Your instructions — Your response must be an exact transcription of the lines from the one containing "Where can you see the crowd" through the final line of the data.

Data for processing Block Start

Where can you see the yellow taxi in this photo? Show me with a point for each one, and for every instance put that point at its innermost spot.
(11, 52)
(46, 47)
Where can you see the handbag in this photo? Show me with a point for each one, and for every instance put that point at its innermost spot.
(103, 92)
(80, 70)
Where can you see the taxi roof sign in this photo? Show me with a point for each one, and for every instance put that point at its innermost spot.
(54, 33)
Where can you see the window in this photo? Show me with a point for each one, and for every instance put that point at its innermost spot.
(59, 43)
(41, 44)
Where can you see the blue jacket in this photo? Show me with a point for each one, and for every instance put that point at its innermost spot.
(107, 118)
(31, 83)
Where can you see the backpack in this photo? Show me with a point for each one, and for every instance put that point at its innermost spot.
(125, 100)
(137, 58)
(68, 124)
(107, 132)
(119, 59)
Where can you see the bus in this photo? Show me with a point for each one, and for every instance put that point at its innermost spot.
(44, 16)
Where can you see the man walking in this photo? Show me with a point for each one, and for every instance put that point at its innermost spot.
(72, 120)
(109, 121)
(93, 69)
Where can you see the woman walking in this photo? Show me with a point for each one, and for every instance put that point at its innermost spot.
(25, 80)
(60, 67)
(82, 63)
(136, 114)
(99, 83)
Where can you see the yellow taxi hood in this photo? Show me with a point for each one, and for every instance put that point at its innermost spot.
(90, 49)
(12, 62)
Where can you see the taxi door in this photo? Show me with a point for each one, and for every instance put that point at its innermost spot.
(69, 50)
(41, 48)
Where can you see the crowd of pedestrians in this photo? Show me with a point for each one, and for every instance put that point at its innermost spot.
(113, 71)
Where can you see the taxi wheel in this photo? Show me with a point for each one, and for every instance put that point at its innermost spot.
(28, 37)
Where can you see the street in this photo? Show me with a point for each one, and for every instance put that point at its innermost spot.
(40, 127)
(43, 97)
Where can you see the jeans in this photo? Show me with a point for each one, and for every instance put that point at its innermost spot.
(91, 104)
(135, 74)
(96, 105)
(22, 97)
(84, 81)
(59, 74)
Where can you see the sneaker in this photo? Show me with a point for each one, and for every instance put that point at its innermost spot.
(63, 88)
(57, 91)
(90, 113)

Data for processing Block End

Exercise response —
Where can you see the crowd of pedestrians in this photo? Show me with a point for each one, and for every instance put that point at its innermost spot.
(113, 71)
Where can you see the taxi wheel in this photo? Show me with a point for each one, and for every instance put that point at its innermost spot.
(28, 37)
Where can you see the street in this photo? Show me with a point for each one, and for every instance put that point at its innermost spot.
(40, 127)
(43, 97)
Where can you see the jeans in this photo? Show me with a point for each one, and for every instance put that point at its innermost spot.
(91, 104)
(135, 74)
(96, 105)
(22, 97)
(84, 81)
(59, 74)
Where can you see the sneaker in this photo? Show me with a point for each one, and for every instance put that point at its innermost spot.
(63, 88)
(57, 91)
(90, 113)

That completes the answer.